● EXERCISE: Every line from the one that contains "Where can you find the bushy" to the end of the material below should be output exactly, with both ends included and nothing else.

[[ DATA EXTRACTS open ]]

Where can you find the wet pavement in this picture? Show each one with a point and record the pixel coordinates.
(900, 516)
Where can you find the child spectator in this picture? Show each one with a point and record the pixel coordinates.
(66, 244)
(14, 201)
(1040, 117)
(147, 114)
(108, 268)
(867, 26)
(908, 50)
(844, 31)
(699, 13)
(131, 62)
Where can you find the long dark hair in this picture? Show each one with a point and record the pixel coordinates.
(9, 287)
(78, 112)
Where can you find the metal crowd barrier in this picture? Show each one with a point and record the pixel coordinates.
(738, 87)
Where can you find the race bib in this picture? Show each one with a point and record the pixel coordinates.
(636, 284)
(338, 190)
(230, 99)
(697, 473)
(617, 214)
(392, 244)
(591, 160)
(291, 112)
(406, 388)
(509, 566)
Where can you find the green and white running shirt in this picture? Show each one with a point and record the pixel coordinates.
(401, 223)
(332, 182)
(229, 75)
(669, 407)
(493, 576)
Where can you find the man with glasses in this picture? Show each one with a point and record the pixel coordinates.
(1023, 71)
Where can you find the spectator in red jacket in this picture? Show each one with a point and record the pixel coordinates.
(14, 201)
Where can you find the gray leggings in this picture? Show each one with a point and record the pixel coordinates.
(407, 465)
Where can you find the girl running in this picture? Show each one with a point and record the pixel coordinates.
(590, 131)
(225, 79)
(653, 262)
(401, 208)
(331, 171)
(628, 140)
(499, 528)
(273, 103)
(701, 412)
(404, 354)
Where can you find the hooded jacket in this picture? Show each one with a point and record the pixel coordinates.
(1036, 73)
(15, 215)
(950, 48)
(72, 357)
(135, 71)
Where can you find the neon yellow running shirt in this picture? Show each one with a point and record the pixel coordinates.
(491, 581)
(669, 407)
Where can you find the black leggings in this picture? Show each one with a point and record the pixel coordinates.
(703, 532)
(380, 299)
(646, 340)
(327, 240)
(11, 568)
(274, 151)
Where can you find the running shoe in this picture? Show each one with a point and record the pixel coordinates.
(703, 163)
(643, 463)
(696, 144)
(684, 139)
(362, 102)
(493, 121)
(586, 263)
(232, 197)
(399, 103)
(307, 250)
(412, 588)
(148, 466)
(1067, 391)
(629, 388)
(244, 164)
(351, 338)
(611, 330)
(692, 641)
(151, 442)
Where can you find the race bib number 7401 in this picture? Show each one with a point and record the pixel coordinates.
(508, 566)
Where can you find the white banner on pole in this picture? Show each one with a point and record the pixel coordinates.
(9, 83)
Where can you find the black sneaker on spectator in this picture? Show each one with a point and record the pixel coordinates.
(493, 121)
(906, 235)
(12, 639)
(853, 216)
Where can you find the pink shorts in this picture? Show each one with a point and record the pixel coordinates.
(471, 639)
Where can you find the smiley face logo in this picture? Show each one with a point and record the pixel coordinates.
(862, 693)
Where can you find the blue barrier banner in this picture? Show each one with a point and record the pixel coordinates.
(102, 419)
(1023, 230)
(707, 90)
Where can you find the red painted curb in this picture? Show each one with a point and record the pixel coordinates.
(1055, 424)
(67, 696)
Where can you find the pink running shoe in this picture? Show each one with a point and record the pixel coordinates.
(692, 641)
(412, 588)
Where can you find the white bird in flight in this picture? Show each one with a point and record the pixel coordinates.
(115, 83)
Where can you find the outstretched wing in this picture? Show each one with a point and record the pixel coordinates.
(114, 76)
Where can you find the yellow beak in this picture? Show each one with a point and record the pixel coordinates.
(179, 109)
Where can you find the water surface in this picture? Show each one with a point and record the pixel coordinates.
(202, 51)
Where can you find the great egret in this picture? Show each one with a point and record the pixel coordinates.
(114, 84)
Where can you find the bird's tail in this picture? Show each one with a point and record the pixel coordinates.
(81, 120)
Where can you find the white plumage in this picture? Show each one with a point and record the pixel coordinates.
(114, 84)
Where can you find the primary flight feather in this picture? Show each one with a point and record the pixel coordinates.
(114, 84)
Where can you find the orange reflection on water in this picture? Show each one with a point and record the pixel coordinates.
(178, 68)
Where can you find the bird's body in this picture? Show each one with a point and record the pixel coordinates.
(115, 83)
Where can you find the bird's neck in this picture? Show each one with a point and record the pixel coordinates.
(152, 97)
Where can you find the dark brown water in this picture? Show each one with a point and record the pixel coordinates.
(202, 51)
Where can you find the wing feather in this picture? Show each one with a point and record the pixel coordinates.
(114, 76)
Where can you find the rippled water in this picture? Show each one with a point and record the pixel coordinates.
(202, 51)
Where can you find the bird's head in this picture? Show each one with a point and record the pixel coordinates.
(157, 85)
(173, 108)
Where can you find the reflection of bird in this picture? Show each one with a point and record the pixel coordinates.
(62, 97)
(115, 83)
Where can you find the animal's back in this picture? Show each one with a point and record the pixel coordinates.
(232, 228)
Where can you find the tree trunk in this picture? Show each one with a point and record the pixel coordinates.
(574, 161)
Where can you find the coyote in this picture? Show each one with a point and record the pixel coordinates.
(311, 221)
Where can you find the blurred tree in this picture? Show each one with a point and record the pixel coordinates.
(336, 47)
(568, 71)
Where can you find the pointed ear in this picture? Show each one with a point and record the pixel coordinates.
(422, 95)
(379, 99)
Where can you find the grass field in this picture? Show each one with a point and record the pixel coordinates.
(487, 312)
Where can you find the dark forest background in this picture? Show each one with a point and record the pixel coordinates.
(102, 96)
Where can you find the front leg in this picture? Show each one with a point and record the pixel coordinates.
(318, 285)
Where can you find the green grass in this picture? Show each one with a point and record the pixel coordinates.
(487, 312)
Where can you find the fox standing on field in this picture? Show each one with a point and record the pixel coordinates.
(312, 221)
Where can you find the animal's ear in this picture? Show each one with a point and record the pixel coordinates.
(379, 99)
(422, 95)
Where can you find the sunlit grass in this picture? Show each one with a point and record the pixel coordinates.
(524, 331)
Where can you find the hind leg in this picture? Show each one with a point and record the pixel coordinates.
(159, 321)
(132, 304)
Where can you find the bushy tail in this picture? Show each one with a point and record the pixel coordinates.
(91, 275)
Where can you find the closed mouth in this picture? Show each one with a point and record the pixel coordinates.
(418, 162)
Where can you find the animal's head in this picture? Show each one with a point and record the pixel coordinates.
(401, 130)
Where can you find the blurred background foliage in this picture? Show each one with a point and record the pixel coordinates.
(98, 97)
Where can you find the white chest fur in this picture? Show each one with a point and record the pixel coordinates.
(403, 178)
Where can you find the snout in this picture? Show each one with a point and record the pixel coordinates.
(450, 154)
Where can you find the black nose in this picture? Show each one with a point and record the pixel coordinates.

[[ DATA EXTRACTS closed ]]

● ANSWER:
Where can you find the bushy tail in this picture? Show each one with a point and record the pixel coordinates.
(91, 275)
Where can you find the closed mouth in this picture? Show each one with a point and record the pixel coordinates.
(418, 162)
Where can you find the animal's head in this picture? Show each one with a point and record the pixel coordinates.
(401, 130)
Where can you find the blurred background foliage in this picture? Show each one with a point and record the pixel coordinates.
(98, 97)
Where can you find the white chest fur in this picture? Show each one with a point and record the pixel coordinates.
(403, 178)
Where can you find the snout in this picture? Show each one with a point and record the pixel coordinates.
(450, 154)
Where can you find the black nose in this picture? Show each one with a point and record the pixel coordinates.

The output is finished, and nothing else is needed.